START
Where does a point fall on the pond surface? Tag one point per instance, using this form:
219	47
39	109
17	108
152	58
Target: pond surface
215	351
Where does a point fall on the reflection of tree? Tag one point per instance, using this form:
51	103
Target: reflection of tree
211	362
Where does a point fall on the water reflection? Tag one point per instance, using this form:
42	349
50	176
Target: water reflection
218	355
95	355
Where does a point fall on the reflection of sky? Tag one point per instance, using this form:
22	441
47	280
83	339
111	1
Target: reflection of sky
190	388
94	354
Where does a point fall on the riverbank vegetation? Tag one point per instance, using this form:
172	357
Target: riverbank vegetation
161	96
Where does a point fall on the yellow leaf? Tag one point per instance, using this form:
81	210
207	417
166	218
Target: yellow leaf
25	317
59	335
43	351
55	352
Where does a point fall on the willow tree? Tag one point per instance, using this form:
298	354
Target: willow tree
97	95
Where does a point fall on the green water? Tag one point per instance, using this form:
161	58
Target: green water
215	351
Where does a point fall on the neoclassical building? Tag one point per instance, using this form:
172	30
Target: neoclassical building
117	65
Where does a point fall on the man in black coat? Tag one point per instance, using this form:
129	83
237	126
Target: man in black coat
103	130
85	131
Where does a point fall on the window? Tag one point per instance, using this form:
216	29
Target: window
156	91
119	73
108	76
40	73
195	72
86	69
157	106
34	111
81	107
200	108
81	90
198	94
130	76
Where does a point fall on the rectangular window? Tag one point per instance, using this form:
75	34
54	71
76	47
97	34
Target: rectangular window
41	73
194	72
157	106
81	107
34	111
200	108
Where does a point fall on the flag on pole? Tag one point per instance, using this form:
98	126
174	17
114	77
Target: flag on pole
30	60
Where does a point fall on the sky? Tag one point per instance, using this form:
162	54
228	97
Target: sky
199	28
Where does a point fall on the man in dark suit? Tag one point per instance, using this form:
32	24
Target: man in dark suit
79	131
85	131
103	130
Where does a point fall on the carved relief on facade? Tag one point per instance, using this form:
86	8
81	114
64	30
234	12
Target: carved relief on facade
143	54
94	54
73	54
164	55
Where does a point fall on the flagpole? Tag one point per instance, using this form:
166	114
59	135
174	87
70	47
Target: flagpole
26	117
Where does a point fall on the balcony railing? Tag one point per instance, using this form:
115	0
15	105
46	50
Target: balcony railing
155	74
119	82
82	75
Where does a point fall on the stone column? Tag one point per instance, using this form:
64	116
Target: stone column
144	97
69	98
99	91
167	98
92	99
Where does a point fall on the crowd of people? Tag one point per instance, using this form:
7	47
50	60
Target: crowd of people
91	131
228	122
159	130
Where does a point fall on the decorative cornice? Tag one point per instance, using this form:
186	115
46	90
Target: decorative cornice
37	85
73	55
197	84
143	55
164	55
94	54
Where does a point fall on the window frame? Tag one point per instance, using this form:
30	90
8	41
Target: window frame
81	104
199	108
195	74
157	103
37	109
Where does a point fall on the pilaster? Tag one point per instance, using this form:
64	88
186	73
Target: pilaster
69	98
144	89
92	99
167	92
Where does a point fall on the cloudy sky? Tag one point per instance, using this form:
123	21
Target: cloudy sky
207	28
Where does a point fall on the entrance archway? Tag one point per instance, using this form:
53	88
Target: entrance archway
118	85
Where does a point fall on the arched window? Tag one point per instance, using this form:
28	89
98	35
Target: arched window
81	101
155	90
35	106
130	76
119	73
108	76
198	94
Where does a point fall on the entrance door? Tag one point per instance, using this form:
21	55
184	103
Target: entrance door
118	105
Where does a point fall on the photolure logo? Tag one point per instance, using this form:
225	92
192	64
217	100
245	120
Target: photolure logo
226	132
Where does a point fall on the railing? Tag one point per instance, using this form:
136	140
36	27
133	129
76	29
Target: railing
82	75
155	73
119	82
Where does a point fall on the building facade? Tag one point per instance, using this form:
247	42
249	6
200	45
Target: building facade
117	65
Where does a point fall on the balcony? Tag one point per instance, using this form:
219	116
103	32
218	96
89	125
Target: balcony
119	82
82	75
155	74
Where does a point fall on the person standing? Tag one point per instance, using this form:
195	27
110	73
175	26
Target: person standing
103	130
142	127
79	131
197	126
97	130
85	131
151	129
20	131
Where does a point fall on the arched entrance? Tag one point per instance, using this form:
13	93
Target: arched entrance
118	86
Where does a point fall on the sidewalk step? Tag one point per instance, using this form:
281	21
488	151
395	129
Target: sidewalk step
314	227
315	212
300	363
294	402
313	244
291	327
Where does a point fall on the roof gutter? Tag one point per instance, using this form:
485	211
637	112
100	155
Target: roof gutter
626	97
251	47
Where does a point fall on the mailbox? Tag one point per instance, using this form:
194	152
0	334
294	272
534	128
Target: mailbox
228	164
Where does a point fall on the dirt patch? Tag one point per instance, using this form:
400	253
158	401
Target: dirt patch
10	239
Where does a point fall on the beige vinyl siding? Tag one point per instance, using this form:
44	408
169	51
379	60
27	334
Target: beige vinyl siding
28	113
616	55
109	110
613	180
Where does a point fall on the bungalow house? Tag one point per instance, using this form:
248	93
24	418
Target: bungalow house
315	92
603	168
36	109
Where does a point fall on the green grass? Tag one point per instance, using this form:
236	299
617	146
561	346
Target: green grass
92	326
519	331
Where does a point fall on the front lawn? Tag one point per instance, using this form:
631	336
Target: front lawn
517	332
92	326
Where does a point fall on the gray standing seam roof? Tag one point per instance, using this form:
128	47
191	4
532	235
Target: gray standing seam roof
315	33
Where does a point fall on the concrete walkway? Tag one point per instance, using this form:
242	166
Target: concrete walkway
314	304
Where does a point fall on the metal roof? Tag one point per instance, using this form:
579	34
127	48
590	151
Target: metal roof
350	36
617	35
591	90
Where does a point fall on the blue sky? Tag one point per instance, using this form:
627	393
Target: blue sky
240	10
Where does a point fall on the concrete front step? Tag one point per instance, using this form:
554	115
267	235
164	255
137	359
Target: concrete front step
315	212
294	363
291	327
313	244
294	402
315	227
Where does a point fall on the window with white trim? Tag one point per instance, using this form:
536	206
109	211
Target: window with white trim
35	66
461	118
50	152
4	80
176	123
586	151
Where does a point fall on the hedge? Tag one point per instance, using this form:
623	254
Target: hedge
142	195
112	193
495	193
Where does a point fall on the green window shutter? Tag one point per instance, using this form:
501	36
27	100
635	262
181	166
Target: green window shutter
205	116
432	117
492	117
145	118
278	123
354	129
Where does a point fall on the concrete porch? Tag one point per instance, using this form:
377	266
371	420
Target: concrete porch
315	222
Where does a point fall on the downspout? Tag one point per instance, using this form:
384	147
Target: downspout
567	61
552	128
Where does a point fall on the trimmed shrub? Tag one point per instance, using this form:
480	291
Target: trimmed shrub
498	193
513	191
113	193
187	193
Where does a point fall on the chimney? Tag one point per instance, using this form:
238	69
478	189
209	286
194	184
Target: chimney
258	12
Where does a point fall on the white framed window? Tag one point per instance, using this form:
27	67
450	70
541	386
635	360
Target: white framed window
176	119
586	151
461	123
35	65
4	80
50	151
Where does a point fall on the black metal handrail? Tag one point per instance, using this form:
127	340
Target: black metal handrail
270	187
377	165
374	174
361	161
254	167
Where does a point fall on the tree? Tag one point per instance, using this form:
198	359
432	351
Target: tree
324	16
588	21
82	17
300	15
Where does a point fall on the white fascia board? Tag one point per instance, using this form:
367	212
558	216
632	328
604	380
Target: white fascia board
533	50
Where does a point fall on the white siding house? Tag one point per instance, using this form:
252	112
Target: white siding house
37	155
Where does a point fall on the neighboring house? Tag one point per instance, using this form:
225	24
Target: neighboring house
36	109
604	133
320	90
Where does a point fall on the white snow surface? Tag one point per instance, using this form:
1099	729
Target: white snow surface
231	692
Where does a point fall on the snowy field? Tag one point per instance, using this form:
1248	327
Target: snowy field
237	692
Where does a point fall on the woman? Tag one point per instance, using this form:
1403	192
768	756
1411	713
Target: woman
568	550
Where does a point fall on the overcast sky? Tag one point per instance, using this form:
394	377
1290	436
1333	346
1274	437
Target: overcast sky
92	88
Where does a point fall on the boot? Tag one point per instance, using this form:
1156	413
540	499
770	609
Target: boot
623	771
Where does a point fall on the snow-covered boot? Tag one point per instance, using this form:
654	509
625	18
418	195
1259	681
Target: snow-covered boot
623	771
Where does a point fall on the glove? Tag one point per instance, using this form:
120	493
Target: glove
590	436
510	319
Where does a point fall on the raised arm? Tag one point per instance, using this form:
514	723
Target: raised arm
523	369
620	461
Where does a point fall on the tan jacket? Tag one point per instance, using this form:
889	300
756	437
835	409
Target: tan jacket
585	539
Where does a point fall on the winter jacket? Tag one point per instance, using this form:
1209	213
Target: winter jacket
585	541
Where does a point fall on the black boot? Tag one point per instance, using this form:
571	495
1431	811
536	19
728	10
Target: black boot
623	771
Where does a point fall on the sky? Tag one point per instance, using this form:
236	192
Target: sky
END
_Required task:_
Reproduce word for word everything from the line containing "Where does a point fall on the winter" down to the end of the rows, with both ends included.

_The reply:_
Where does a point fall on the winter jacket? Tag one point per instance, using this form:
1209	213
Target: winter jacket
585	541
Where does a point fall on the black boot? Tag one point per instance, using this form:
571	495
1431	811
536	19
728	10
Target: black boot
623	771
Where does a point fall on the sky? Tag one point per instance, using this form:
236	192
Target: sky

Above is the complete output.